— What is asked —
Convert every line of the rows below into a Markdown table with the columns No. and Text. Number each line and skip blank lines, and omit the pictures.

— Extracted information —
--- begin ---

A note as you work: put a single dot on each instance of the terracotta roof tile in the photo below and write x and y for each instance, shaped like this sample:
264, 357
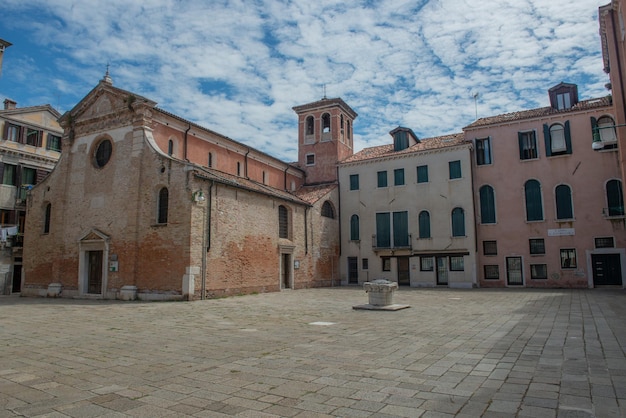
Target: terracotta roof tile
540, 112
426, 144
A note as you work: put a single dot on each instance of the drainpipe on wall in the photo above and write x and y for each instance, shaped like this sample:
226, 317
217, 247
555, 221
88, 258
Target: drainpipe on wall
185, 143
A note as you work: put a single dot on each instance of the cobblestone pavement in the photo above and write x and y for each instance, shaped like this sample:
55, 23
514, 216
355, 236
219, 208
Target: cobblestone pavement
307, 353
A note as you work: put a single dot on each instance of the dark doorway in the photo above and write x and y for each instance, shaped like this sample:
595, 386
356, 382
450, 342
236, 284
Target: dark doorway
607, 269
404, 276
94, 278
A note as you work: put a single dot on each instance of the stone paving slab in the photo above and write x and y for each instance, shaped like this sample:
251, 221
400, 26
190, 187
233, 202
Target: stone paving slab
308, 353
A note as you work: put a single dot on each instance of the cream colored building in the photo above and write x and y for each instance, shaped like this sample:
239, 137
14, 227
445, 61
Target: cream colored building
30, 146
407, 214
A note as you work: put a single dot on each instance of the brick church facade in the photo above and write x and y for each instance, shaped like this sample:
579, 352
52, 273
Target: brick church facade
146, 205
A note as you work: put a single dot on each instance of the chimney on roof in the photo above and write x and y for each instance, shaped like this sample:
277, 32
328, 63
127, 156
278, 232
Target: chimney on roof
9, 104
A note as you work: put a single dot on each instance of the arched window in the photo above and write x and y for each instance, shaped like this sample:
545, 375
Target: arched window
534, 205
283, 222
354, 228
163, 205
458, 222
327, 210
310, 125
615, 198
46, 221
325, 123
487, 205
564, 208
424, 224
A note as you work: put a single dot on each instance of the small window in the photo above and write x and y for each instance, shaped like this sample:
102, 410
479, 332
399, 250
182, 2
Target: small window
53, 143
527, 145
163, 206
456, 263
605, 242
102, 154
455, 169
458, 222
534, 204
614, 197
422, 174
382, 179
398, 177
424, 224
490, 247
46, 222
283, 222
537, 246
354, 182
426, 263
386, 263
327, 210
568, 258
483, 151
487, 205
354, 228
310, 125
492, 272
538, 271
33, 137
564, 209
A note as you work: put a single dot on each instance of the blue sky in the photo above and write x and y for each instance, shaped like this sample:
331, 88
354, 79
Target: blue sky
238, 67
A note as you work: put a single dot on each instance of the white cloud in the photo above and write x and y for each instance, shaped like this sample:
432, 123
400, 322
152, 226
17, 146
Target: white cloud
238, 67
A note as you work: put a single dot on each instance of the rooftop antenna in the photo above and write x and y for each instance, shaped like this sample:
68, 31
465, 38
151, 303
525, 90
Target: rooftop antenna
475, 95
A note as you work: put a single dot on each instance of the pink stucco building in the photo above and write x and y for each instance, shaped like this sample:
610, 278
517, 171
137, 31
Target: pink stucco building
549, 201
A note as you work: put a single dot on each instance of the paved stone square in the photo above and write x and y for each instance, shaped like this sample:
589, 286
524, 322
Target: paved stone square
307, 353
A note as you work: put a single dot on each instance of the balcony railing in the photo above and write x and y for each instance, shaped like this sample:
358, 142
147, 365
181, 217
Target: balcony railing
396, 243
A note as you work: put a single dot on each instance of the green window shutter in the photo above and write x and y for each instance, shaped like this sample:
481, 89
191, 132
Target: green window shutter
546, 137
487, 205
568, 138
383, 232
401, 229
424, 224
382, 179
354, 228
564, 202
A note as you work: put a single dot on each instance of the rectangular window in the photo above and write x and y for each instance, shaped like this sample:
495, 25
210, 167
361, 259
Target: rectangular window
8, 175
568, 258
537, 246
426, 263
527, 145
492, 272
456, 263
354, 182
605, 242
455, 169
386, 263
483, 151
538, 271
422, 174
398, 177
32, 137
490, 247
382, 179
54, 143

--- end ---

— Result for this task —
| No. | Text |
|---|---|
| 1 | A note as you work: put a single dot on each instance of the terracotta roof tile in the photo below and write x and y for each instance, shaped like this sample: |
| 2 | 264, 357 |
| 3 | Target: terracotta roof tile |
| 4 | 540, 112 |
| 5 | 426, 144 |
| 6 | A note as you work: put a single dot on each instance of the drainpipe on wall in the photo above and write x and y for each instance, shaped like this sample: |
| 7 | 226, 317 |
| 8 | 217, 247 |
| 9 | 555, 221 |
| 10 | 88, 258 |
| 11 | Target: drainpipe on wall |
| 12 | 185, 143 |
| 13 | A note as you work: put a single dot on each instance of the cobblestone pavement in the photo above and write x and y for each instance, shaped like this sample: |
| 14 | 55, 23 |
| 15 | 514, 216 |
| 16 | 355, 236 |
| 17 | 219, 208 |
| 18 | Target: cobblestone pavement |
| 19 | 307, 353 |
| 20 | A note as you work: put a single dot on each instance of the dark doorway in the photo above and write x and y for each instance, shaped like this sample: |
| 21 | 595, 386 |
| 22 | 356, 382 |
| 23 | 450, 342 |
| 24 | 236, 284 |
| 25 | Target: dark doorway |
| 26 | 607, 269 |
| 27 | 404, 276 |
| 28 | 94, 278 |
| 29 | A note as you work: put a single dot on each instance of the stone paving slab in the photo above and write x and y for each instance, shaped like this sample: |
| 30 | 251, 221 |
| 31 | 400, 26 |
| 32 | 190, 187 |
| 33 | 233, 202 |
| 34 | Target: stone paving slab |
| 35 | 308, 353 |
| 36 | A note as you work: put a single dot on each instance of the cream colored building in the photo above and write x and y for each instance, shaped like this sample: |
| 37 | 239, 137 |
| 38 | 14, 227 |
| 39 | 445, 61 |
| 40 | Target: cream colored building |
| 41 | 30, 146 |
| 42 | 407, 214 |
| 43 | A note as you work: put a single dot on each instance of the brick church facade in the photo above and write x and y for each instance, shaped like this sample: |
| 44 | 579, 352 |
| 45 | 52, 273 |
| 46 | Target: brick church facade |
| 47 | 146, 205 |
| 48 | A note as you work: put a single dot on each instance of the chimney on roof in the photo above and write x and y for each instance, shaped like this sample: |
| 49 | 277, 32 |
| 50 | 328, 63 |
| 51 | 127, 156 |
| 52 | 278, 232 |
| 53 | Target: chimney on roof |
| 54 | 9, 104 |
| 55 | A note as you work: put a single dot on each instance of the arched window in the photo above and write x and y for each instance, shaped like this sample: |
| 56 | 545, 375 |
| 57 | Target: arched window |
| 58 | 534, 205 |
| 59 | 283, 222 |
| 60 | 354, 228 |
| 61 | 163, 205 |
| 62 | 458, 222 |
| 63 | 327, 210 |
| 64 | 310, 125 |
| 65 | 615, 198 |
| 66 | 46, 221 |
| 67 | 325, 123 |
| 68 | 487, 205 |
| 69 | 564, 208 |
| 70 | 424, 224 |
| 71 | A note as you work: put a single dot on each instance of the small window in the photo above and write x and y for each instance, shaped like this sample: |
| 72 | 102, 410 |
| 73 | 479, 332 |
| 74 | 399, 250 |
| 75 | 182, 2 |
| 76 | Target: small window |
| 77 | 53, 143 |
| 78 | 527, 145 |
| 79 | 163, 206 |
| 80 | 456, 263 |
| 81 | 605, 242 |
| 82 | 102, 154 |
| 83 | 455, 169 |
| 84 | 458, 222 |
| 85 | 534, 204 |
| 86 | 614, 197 |
| 87 | 422, 174 |
| 88 | 382, 179 |
| 89 | 398, 177 |
| 90 | 424, 224 |
| 91 | 490, 247 |
| 92 | 46, 222 |
| 93 | 283, 222 |
| 94 | 537, 246 |
| 95 | 354, 182 |
| 96 | 426, 263 |
| 97 | 386, 263 |
| 98 | 327, 210 |
| 99 | 568, 258 |
| 100 | 483, 151 |
| 101 | 487, 205 |
| 102 | 354, 228 |
| 103 | 310, 125 |
| 104 | 492, 272 |
| 105 | 538, 271 |
| 106 | 33, 137 |
| 107 | 564, 209 |
| 108 | A note as you work: put a single dot on each instance of the blue sky in the photo above and write x and y for each instance, shaped like this sample: |
| 109 | 331, 88 |
| 110 | 354, 79 |
| 111 | Target: blue sky |
| 112 | 238, 67 |
| 113 | A note as you work: put a single dot on each instance of the white cloud in the photo above and write x and y for each instance, shaped like this sample: |
| 114 | 432, 123 |
| 115 | 400, 322 |
| 116 | 152, 226 |
| 117 | 17, 146 |
| 118 | Target: white cloud |
| 119 | 238, 67 |
| 120 | A note as you work: put a single dot on each instance of the rooftop antenna in the photo above and write x and y for each instance, shaped like this sample: |
| 121 | 68, 31 |
| 122 | 465, 38 |
| 123 | 151, 303 |
| 124 | 525, 90 |
| 125 | Target: rooftop antenna |
| 126 | 475, 95 |
| 127 | A note as you work: put a single dot on each instance of the pink stucco building in the photo above and write x and y for each instance, shaped like this sample: |
| 128 | 610, 278 |
| 129 | 517, 171 |
| 130 | 137, 31 |
| 131 | Target: pink stucco building |
| 132 | 549, 201 |
| 133 | A note as you work: put a single dot on each instance of the paved stone square in the photo above and write x and y for each instance, shaped like this sample: |
| 134 | 589, 286 |
| 135 | 524, 322 |
| 136 | Target: paved stone square |
| 137 | 307, 353 |
| 138 | A note as you work: put a single dot on each instance of the balcony railing in the photo above and write x and y for each instance, shaped like this sample: |
| 139 | 358, 142 |
| 140 | 147, 365 |
| 141 | 181, 217 |
| 142 | Target: balcony railing |
| 143 | 396, 243 |
| 144 | A note as you work: put a single dot on each instance of the green window shutter in the photo above and write x and y for each instance, shaped like this sample: |
| 145 | 481, 89 |
| 146 | 191, 132 |
| 147 | Target: green window shutter |
| 148 | 546, 137 |
| 149 | 487, 205 |
| 150 | 568, 138 |
| 151 | 383, 232 |
| 152 | 401, 229 |
| 153 | 424, 224 |
| 154 | 382, 179 |
| 155 | 354, 228 |
| 156 | 564, 202 |
| 157 | A note as you work: put a single dot on each instance of the rectangular window in the photo above and write x and y for each instance, shaped like this sample: |
| 158 | 495, 25 |
| 159 | 210, 167 |
| 160 | 361, 259 |
| 161 | Target: rectangular window |
| 162 | 8, 175 |
| 163 | 568, 258 |
| 164 | 537, 246 |
| 165 | 426, 263 |
| 166 | 527, 145 |
| 167 | 492, 272 |
| 168 | 456, 263 |
| 169 | 354, 182 |
| 170 | 605, 242 |
| 171 | 455, 169 |
| 172 | 386, 263 |
| 173 | 483, 151 |
| 174 | 538, 271 |
| 175 | 422, 174 |
| 176 | 398, 177 |
| 177 | 32, 137 |
| 178 | 490, 247 |
| 179 | 382, 179 |
| 180 | 54, 143 |